# YOUR OBJECTIVE
The answer is one number: how many lines in the data below hold "yellow".

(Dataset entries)
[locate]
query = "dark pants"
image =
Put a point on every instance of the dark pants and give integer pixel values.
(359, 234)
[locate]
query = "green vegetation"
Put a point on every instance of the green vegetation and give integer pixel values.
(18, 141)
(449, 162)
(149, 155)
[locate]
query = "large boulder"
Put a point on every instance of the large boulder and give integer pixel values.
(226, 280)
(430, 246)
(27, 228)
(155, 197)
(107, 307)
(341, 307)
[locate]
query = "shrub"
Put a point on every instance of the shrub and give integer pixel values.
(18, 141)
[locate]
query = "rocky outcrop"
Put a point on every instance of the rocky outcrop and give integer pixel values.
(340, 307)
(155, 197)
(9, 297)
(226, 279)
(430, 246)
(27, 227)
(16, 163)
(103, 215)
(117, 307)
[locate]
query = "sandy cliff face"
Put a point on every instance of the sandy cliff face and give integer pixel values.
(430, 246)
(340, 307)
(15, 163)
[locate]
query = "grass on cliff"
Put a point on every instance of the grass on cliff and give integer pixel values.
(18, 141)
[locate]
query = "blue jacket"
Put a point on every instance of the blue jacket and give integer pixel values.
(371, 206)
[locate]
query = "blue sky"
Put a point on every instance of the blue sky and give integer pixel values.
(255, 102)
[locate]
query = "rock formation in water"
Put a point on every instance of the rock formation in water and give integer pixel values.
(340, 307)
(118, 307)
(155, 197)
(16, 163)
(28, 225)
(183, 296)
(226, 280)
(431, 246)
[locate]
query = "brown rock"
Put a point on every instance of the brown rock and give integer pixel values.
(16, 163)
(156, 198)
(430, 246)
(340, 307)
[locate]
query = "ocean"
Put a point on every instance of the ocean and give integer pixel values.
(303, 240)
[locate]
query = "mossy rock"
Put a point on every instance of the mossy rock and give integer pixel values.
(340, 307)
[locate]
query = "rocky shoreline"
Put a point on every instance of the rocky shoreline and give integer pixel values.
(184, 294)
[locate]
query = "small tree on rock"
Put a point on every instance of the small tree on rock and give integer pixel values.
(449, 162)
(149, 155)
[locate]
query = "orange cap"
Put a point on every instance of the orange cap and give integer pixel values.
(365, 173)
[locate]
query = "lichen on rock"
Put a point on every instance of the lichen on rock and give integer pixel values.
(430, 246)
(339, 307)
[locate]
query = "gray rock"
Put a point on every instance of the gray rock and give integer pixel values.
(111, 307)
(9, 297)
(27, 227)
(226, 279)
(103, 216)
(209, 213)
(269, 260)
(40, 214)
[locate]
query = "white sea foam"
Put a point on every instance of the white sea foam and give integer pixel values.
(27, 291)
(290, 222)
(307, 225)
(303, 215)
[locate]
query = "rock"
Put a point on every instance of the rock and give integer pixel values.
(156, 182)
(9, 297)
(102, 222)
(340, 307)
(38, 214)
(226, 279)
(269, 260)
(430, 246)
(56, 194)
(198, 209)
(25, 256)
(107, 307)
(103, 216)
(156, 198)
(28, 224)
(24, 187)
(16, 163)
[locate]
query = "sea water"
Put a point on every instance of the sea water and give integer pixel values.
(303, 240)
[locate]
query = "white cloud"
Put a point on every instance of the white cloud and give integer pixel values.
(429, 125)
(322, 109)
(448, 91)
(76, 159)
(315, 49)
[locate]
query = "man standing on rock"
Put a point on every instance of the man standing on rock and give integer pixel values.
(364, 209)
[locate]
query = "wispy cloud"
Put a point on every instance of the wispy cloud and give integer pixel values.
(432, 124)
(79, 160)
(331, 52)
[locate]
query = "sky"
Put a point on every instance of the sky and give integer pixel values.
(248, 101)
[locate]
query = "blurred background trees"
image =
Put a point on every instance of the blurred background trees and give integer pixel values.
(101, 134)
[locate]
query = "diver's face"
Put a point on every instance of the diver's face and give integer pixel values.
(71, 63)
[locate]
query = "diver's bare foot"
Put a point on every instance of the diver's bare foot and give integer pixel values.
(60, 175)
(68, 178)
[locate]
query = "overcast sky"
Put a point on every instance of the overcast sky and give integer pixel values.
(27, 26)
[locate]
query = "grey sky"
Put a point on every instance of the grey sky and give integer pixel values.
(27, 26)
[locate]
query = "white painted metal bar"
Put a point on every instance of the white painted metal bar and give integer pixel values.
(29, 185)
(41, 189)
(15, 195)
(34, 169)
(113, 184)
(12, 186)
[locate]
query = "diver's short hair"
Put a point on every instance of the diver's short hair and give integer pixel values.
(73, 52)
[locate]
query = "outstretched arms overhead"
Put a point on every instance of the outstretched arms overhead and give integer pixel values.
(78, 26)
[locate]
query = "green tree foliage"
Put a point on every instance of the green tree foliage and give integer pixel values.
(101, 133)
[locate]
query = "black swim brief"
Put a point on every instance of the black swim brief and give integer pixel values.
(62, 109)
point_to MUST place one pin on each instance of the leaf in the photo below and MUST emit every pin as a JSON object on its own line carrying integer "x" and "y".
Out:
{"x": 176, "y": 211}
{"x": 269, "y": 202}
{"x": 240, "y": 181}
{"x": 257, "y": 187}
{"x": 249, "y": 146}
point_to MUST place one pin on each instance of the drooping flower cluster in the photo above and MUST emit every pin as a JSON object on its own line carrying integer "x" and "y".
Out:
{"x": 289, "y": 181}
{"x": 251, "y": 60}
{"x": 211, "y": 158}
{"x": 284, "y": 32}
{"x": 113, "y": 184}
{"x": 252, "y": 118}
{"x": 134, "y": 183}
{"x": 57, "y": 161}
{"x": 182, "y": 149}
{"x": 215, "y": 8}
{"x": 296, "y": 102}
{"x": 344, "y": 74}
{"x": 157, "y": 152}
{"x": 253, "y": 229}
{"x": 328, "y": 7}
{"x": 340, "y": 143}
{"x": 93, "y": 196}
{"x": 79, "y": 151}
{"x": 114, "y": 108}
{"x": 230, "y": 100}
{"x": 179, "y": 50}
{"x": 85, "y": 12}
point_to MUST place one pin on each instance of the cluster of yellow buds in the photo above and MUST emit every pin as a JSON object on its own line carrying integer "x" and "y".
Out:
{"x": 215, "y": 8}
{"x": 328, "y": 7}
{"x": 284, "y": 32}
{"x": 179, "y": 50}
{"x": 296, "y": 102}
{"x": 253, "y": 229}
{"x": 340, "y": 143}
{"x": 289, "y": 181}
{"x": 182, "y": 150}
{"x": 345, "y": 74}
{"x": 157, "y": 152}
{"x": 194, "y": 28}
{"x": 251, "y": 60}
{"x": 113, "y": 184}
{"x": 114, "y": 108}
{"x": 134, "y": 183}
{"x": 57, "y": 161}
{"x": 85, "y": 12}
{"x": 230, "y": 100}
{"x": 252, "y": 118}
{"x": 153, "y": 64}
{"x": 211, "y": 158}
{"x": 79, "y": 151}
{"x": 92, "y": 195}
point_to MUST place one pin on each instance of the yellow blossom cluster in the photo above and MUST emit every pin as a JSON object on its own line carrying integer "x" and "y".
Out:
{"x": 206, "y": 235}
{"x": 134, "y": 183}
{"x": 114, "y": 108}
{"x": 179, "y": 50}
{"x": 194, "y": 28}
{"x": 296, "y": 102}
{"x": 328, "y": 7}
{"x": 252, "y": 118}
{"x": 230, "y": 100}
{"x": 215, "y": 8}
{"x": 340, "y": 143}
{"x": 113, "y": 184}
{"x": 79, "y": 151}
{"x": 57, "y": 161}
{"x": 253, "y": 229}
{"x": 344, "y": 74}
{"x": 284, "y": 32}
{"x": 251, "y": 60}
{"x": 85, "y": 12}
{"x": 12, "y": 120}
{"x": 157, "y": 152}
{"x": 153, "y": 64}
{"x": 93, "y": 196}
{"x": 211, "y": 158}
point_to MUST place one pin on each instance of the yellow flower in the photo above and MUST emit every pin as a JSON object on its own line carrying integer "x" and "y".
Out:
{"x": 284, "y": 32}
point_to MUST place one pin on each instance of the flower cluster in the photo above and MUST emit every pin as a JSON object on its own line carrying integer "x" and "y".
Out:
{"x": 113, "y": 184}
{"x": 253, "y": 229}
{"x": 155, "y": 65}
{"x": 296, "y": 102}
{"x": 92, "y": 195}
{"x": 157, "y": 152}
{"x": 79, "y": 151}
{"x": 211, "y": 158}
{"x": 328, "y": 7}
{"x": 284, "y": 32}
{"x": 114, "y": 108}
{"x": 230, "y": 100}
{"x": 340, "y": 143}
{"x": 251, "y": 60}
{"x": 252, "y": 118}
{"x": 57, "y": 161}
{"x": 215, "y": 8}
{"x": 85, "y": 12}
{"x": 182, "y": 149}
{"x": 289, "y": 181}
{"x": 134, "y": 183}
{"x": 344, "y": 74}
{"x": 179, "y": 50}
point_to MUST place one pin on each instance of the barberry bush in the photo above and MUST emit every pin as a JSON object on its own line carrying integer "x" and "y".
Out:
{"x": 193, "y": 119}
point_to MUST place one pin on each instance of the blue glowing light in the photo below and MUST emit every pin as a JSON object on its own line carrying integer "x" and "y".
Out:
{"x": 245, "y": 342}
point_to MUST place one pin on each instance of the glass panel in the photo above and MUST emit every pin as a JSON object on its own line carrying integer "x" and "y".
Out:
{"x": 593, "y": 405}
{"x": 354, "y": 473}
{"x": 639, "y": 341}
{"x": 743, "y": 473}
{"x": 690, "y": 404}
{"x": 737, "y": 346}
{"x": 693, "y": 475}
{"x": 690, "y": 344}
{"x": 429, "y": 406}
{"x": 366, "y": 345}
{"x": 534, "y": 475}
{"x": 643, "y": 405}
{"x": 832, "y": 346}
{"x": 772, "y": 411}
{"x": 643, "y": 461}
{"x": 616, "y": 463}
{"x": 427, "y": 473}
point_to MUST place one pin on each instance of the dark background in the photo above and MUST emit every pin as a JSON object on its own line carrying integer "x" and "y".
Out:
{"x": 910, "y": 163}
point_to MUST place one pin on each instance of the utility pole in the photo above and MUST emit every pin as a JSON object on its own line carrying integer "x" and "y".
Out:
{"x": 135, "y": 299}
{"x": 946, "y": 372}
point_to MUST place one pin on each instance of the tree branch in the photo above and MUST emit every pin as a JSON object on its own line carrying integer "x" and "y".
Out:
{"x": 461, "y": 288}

# PROBLEM SOLUTION
3